- _Problem to work on_
Print out every record below, exactly as written.

- _Stored data entries_
***
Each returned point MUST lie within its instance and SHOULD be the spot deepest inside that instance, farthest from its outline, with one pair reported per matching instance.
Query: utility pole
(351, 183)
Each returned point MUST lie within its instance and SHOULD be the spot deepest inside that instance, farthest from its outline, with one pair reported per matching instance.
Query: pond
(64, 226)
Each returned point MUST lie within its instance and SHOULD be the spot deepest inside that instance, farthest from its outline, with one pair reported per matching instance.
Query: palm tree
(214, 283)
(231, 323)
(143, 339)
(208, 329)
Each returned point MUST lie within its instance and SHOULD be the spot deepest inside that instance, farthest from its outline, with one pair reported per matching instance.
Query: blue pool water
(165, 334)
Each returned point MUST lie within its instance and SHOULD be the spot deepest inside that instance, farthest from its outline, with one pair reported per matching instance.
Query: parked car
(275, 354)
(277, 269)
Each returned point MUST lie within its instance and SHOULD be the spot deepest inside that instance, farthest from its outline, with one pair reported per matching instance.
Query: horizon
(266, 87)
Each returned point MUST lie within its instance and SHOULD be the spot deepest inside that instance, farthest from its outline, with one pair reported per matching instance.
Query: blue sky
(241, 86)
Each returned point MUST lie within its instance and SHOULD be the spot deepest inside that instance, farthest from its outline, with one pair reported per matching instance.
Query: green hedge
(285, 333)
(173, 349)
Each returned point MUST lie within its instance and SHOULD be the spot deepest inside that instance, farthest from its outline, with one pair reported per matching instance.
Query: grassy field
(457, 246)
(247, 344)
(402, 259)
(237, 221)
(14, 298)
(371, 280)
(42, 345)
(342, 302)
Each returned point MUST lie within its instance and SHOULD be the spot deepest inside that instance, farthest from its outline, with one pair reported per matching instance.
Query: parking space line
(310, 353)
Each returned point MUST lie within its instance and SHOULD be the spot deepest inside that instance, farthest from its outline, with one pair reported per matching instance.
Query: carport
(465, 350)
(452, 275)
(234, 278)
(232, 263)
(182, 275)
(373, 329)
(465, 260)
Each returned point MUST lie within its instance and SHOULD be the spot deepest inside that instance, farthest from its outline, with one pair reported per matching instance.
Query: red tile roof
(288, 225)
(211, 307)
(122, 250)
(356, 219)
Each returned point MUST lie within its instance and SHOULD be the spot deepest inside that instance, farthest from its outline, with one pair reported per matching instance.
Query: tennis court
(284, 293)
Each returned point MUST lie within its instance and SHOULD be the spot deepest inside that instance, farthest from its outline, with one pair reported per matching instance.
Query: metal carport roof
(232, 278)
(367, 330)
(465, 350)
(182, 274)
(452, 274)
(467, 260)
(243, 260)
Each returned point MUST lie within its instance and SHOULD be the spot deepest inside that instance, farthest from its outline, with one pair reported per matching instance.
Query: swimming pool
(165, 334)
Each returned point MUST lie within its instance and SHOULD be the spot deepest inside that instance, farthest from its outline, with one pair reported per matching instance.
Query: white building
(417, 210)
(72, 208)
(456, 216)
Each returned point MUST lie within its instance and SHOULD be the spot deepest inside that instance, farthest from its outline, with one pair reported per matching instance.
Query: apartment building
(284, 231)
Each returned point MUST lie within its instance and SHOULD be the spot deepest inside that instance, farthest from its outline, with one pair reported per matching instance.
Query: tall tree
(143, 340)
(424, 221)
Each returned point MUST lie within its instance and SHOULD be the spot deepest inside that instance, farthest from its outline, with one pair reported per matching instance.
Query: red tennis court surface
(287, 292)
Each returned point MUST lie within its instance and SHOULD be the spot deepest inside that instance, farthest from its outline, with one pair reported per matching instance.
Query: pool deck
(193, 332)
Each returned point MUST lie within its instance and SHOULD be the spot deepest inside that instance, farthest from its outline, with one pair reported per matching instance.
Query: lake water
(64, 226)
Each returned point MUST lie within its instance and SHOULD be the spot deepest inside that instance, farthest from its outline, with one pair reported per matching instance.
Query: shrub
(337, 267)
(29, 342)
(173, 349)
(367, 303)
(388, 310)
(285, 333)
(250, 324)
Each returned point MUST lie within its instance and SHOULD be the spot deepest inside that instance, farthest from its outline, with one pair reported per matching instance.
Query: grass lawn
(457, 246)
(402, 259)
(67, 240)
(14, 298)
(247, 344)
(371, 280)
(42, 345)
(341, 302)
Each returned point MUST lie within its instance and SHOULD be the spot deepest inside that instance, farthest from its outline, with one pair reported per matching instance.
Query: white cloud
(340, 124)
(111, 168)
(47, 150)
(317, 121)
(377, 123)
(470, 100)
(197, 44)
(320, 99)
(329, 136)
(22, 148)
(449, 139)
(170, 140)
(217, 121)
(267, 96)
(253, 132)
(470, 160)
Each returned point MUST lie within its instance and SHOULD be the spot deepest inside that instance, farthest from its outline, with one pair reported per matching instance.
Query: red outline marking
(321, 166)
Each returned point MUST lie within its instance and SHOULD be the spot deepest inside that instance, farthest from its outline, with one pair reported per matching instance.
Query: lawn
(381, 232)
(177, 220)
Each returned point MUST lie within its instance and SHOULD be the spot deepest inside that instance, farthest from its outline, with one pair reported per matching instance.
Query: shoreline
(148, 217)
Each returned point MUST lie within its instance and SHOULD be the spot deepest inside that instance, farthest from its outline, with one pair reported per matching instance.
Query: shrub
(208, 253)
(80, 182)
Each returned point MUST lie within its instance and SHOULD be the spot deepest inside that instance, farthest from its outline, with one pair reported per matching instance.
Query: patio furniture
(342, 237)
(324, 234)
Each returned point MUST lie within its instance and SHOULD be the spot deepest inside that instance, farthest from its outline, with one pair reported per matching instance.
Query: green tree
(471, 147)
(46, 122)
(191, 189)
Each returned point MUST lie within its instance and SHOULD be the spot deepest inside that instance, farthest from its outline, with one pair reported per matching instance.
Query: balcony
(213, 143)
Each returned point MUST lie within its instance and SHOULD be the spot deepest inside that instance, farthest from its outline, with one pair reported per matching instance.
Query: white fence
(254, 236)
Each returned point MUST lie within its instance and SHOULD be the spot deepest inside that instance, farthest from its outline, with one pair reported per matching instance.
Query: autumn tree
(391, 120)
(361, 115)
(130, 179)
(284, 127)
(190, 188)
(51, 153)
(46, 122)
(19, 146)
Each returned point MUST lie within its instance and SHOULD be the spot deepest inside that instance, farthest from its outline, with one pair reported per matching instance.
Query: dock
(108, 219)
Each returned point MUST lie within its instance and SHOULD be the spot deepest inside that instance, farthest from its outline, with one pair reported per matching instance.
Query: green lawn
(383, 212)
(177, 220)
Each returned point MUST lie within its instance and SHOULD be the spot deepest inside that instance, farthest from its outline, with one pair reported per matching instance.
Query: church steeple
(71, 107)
***
- _Written solution_
Each returned point MUST lie within its instance and SHOULD be the spot deepest inside that instance, farthest from its outline, with one pair reported per matching instance.
Query: utility pole
(351, 183)
Each returned point MUST lie within its instance and SHOULD be the spot deepest inside that instance, farthest from its outline, with one pair reported per matching instance.
Query: pond
(64, 226)
Each returned point MUST lie within its instance and SHOULD be the spot deepest inside that instance, farthest from its outline, with one pair reported per matching instance.
Query: palm tree
(214, 283)
(231, 323)
(143, 339)
(208, 329)
Each returned point MUST lie within its instance and SHOULD be the spot deepest inside that instance, farthest from its outline, with one pair reported per matching instance.
Query: blue pool water
(165, 334)
Each returned point MUST lie within its instance and SHOULD be the spot deepest inside that instance, farthest from its outline, with one pair reported per matching instance.
Query: parked car
(275, 354)
(277, 269)
Each returned point MUST lie within its instance and SHOULD be the spot deepest inside that instance, farthest from its outline, with one pair reported per matching instance.
Query: horizon
(266, 87)
Each returned point MUST lie within its instance and SHOULD be the spot deepest inside that instance, farthest from its outline, with one pair reported per matching instance.
Query: blue sky
(241, 86)
Each returned point MUST lie within its instance and SHOULD be the spot deepest inside that instance, farthest from its outline, with one pair reported per matching instance.
Query: green hedge
(285, 333)
(173, 349)
Each returned point MUST lie within its instance and SHOULD be the spot deepest inside that instance, farthest from its outline, with one pair reported per matching instance.
Query: grassy field
(457, 246)
(247, 344)
(402, 259)
(237, 221)
(14, 298)
(371, 280)
(42, 345)
(342, 302)
Each returned point MUST lie within its instance and SHOULD be the spot deepest inside that instance, farthest from its outline, with one pair reported per matching instance.
Query: parking space line
(310, 353)
Each returned point MUST lie within its instance and SHOULD be the spot deepest inside that instance, farthest from its outline, with one pair reported per matching instance.
Query: carport
(465, 350)
(452, 275)
(234, 278)
(232, 263)
(182, 275)
(373, 329)
(465, 260)
Each returned point MUST lie within its instance and SHOULD be the spot deepest inside that instance, farthest from its outline, with one pair reported per matching instance.
Query: red tile roof
(288, 225)
(211, 307)
(122, 250)
(356, 219)
Each returned point MUST lie within its instance and SHOULD be the spot deepest inside that instance, farthest from its outline, with one pair reported per matching instance.
Query: tennis court
(284, 293)
Each returned point MUST lie within its instance and SHOULD be the spot deepest inside that instance, farthest from its outline, with one pair reported per matching instance.
Query: metal carport roof
(232, 278)
(367, 330)
(465, 350)
(182, 274)
(452, 274)
(467, 260)
(243, 260)
Each returned point MUST lie within its instance and SHOULD be the spot deepest inside that instance, farthest from its outline, with one pair reported per matching instance.
Query: swimming pool
(165, 334)
Each returned point MUST lie within its instance and SHOULD be the spot deepest inside that instance, farthest from its outline, with one pair reported per matching instance.
Query: white building
(417, 210)
(72, 208)
(456, 216)
Each returned point MUST lie within its instance and SHOULD be the spot deepest inside that instance, farthest from its outline, with one pair reported per matching instance.
Query: apartment building
(284, 231)
Each returned point MUST lie within its instance and SHOULD be the spot deepest inside that instance, farthest from its outline, with one pair reported per matching instance.
Query: tall tree
(143, 340)
(424, 221)
Each returned point MUST lie within its instance and SHOULD be the spot deepest inside that instance, farthest from its outline, with one pair reported per matching instance.
Query: red tennis court surface
(287, 292)
Each returned point MUST lie within its instance and SHOULD be the spot deepest inside that instance, farthest from its outline, with one pair reported per matching instance.
Query: pool deck
(193, 332)
Each returned point MUST lie within its instance and SHOULD be the spot deepest inside that instance, farthest from its outline, with one pair reported per matching instance.
Query: lake water
(64, 226)
Each returned point MUST lie within its instance and SHOULD be the spot deepest inside that instance, farthest from its outline, with one pair reported per matching instance.
Query: shrub
(337, 267)
(29, 342)
(173, 349)
(367, 303)
(388, 310)
(285, 333)
(250, 324)
Each returned point MUST lie within its instance and SHOULD be the spot deepest inside that instance, farthest from its outline, with one pair reported per matching instance.
Query: grass lawn
(457, 246)
(402, 259)
(67, 240)
(14, 298)
(247, 344)
(371, 280)
(42, 345)
(341, 302)
Each returned point MUST lie within its instance and SHOULD be the spot deepest inside that instance, farthest from its outline, with one pair reported per matching instance.
Query: white cloud
(340, 124)
(111, 168)
(47, 150)
(317, 121)
(377, 123)
(470, 100)
(197, 44)
(320, 99)
(329, 136)
(22, 148)
(449, 139)
(170, 140)
(217, 121)
(267, 96)
(253, 132)
(470, 160)
Each returned point MUST lie within its instance and SHOULD be the spot deepest inside that instance, farthest from its outline, with one pair reported per matching instance.
Query: red outline marking
(321, 166)
Each returned point MUST lie within its instance and SHOULD be the spot deepest inside that instance, farthest from its outline, with one pair reported per matching instance.
Query: lawn
(381, 232)
(177, 220)
Each returned point MUST lie within its instance and SHOULD be the spot deepest inside that instance, farthest from its outline, with one pair reported per matching instance.
Query: shoreline
(148, 217)
Each returned point MUST lie within its instance and SHOULD be the spot deepest inside that instance, farthest from its outline, with one pair reported per matching instance.
Query: shrub
(208, 253)
(80, 182)
Each returned point MUST lie within its instance and SHOULD be the spot deepest inside that instance, farthest from its outline, with one pair reported per matching instance.
Query: patio furniture
(342, 237)
(324, 234)
Each returned point MUST lie within its instance and SHOULD be the spot deepest inside that instance, farthest from its outline, with one pair reported per matching instance.
Query: green tree
(471, 147)
(46, 122)
(191, 189)
Each returned point MUST lie within its instance and SHOULD be the spot deepest inside that instance, farthest from its outline, with one pair reported per matching instance.
Query: balcony
(213, 143)
Each returned point MUST lie within its instance and SHOULD be the spot deepest inside that instance, farthest from its outline, with one pair reported per matching instance.
Query: white fence
(254, 236)
Each returned point MUST lie within its instance and SHOULD be the spot deepest inside that instance, farthest from its outline, with one pair reported per matching instance.
Query: autumn tree
(391, 120)
(361, 115)
(130, 179)
(284, 127)
(190, 188)
(51, 153)
(46, 122)
(19, 146)
Each returned point MUST lie within its instance and SHOULD be the spot deepest inside that instance, farthest from its outline, with one pair reported per matching instance.
Query: dock
(108, 219)
Each returned point MUST lie within its instance and SHOULD be the spot deepest inside that instance, farthest from its outline, with one pair reported per matching instance.
Query: green lawn
(383, 212)
(177, 220)
Each returned point MUST lie within its instance and SHOULD be the spot deepest inside that instance, farthest from its outline, with one pair reported per matching instance.
Query: church steeple
(71, 107)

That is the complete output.